%%
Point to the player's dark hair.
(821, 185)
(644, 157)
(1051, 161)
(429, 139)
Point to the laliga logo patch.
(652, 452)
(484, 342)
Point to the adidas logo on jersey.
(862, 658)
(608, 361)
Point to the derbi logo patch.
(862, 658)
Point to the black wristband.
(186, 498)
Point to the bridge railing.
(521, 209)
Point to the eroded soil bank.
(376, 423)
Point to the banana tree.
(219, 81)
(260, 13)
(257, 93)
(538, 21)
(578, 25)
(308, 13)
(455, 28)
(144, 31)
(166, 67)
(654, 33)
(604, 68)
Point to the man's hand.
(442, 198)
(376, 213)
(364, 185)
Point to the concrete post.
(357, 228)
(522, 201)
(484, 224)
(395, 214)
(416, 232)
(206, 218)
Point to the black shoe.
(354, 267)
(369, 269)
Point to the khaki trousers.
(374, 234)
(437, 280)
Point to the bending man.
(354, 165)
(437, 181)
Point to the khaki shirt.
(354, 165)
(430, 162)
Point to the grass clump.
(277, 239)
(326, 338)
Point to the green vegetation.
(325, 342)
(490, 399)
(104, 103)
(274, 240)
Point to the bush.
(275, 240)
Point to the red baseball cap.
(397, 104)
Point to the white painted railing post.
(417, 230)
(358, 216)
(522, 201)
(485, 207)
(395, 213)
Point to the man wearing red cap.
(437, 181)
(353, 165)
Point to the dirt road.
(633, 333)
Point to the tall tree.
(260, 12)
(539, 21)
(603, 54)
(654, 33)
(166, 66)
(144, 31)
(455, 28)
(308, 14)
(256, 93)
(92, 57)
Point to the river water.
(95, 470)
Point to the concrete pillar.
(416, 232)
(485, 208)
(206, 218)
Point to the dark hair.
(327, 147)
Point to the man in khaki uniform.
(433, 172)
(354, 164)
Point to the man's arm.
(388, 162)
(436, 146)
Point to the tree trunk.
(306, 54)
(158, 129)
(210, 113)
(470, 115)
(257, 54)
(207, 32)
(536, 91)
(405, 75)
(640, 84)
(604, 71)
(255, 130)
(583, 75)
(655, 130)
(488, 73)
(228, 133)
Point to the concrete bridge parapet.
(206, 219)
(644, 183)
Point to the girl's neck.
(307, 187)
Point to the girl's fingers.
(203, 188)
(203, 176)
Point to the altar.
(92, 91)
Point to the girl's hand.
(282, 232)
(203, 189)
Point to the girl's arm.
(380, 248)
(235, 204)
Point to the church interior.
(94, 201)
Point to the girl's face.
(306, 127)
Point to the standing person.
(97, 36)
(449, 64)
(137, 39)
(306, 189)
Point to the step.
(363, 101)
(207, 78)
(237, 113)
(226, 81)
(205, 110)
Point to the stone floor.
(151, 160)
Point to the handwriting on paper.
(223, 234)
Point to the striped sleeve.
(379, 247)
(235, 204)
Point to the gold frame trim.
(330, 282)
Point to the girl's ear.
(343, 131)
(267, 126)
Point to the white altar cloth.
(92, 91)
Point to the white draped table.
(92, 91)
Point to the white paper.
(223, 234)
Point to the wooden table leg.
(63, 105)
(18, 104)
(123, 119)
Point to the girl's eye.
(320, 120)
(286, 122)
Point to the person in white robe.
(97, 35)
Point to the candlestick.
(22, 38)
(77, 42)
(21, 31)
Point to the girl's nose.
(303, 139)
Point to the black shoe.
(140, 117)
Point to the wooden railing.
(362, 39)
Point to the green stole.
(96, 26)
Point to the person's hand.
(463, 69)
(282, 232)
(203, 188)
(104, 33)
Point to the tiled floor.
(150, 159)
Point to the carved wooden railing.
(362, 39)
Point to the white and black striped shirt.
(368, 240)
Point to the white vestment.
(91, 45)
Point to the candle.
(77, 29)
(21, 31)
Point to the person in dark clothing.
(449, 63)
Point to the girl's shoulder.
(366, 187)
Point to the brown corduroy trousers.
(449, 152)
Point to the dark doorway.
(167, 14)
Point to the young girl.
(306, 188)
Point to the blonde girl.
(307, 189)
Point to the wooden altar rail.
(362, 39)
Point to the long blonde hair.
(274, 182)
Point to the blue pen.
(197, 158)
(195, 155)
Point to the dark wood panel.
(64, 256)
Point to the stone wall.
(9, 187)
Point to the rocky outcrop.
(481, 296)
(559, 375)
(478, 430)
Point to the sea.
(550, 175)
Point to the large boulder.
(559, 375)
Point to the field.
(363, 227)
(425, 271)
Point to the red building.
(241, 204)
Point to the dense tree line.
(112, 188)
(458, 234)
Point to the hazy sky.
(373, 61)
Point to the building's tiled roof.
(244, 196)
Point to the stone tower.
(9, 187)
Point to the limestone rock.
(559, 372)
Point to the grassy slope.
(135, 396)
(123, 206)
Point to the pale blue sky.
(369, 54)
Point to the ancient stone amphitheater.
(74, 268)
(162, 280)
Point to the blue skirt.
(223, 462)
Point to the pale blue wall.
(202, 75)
%%
▶ **YOUR TASK**:
Your answer should be every entry above, repeated exactly.

▶ **ANSWER TO THIS TASK**:
Point to the player's dark hair.
(821, 185)
(644, 157)
(1051, 161)
(429, 139)
Point to the laliga logo patch.
(652, 452)
(484, 342)
Point to the adidas logo on jersey.
(862, 658)
(608, 361)
Point to the derbi logo patch.
(862, 658)
Point to the black wristband.
(186, 498)
Point to the bridge railing.
(521, 209)
Point to the eroded soil bank.
(376, 423)
Point to the banana tree.
(219, 81)
(260, 13)
(257, 93)
(538, 21)
(578, 25)
(308, 13)
(455, 28)
(144, 31)
(166, 67)
(654, 33)
(604, 68)
Point to the man's hand.
(442, 198)
(376, 213)
(364, 185)
Point to the concrete post.
(357, 228)
(522, 201)
(484, 224)
(395, 214)
(416, 232)
(206, 218)
Point to the black shoe.
(354, 267)
(369, 269)
Point to the khaki trousers.
(374, 234)
(437, 280)
Point to the bending man.
(354, 165)
(437, 181)
Point to the khaki shirt.
(354, 165)
(430, 162)
Point to the grass clump.
(277, 239)
(326, 338)
Point to the green vegetation.
(325, 342)
(490, 399)
(104, 103)
(274, 240)
Point to the bush.
(275, 240)
Point to the red baseball cap.
(397, 104)
Point to the white painted railing post.
(417, 230)
(358, 216)
(522, 201)
(485, 207)
(395, 213)
Point to the man wearing red cap.
(437, 181)
(353, 165)
Point to the dirt road.
(633, 333)
Point to the tall tree.
(260, 12)
(539, 21)
(603, 54)
(654, 33)
(166, 66)
(144, 31)
(455, 28)
(308, 14)
(256, 93)
(92, 57)
Point to the river water.
(95, 470)
Point to the concrete pillar.
(416, 232)
(485, 208)
(206, 218)
Point to the dark hair.
(327, 147)
Point to the man in khaki uniform.
(433, 172)
(354, 164)
Point to the man's arm.
(388, 162)
(436, 146)
Point to the tree trunk.
(306, 54)
(158, 129)
(210, 113)
(470, 115)
(257, 54)
(207, 32)
(536, 91)
(405, 75)
(640, 84)
(604, 71)
(255, 130)
(583, 75)
(655, 130)
(488, 73)
(228, 133)
Point to the concrete bridge parapet.
(206, 219)
(644, 183)
Point to the girl's neck.
(307, 187)
Point to the girl's fingers.
(203, 188)
(203, 176)
Point to the altar.
(92, 91)
Point to the girl's hand.
(282, 232)
(203, 189)
Point to the girl's arm.
(380, 248)
(235, 204)
Point to the church interior.
(94, 201)
Point to the girl's face.
(306, 127)
Point to the standing person.
(97, 36)
(449, 64)
(137, 39)
(306, 189)
Point to the step.
(363, 101)
(207, 78)
(237, 113)
(226, 81)
(205, 110)
Point to the stone floor.
(151, 160)
Point to the handwriting on paper.
(223, 234)
Point to the striped sleeve.
(379, 247)
(235, 204)
Point to the gold frame trim.
(330, 282)
Point to the girl's ear.
(343, 131)
(267, 126)
Point to the white altar cloth.
(92, 91)
Point to the white draped table.
(92, 91)
Point to the white paper.
(223, 234)
Point to the wooden table leg.
(63, 105)
(18, 104)
(123, 119)
Point to the girl's eye.
(320, 120)
(286, 122)
Point to the person in white robe.
(97, 35)
Point to the candlestick.
(22, 38)
(77, 42)
(21, 31)
Point to the girl's nose.
(303, 139)
Point to the black shoe.
(140, 117)
Point to the wooden railing.
(362, 39)
Point to the green stole.
(96, 26)
Point to the person's hand.
(463, 69)
(282, 232)
(203, 188)
(104, 33)
Point to the tiled floor.
(150, 159)
Point to the carved wooden railing.
(362, 39)
Point to the white and black striped shirt.
(368, 240)
Point to the white vestment.
(91, 45)
Point to the candle.
(77, 29)
(21, 31)
Point to the person in dark clothing.
(449, 63)
Point to the girl's shoulder.
(366, 187)
Point to the brown corduroy trousers.
(449, 152)
Point to the dark doorway.
(167, 14)
Point to the young girl.
(306, 188)
Point to the blonde girl.
(307, 189)
Point to the wooden altar rail.
(362, 39)
Point to the long blonde hair.
(274, 182)
Point to the blue pen.
(197, 158)
(195, 155)
Point to the dark wood panel.
(64, 256)
Point to the stone wall.
(9, 187)
Point to the rocky outcrop.
(481, 296)
(559, 375)
(478, 430)
Point to the sea.
(550, 175)
Point to the large boulder.
(559, 375)
Point to the field.
(363, 227)
(425, 271)
Point to the red building.
(241, 204)
Point to the dense tree line.
(112, 188)
(458, 234)
Point to the hazy sky.
(373, 61)
Point to the building's tiled roof.
(244, 196)
Point to the stone tower.
(9, 187)
Point to the limestone rock.
(559, 372)
Point to the grassy slope.
(135, 396)
(123, 206)
Point to the pale blue sky.
(369, 54)
Point to the ancient stone amphitheater.
(74, 268)
(162, 280)
Point to the blue skirt.
(223, 462)
Point to the pale blue wall.
(202, 75)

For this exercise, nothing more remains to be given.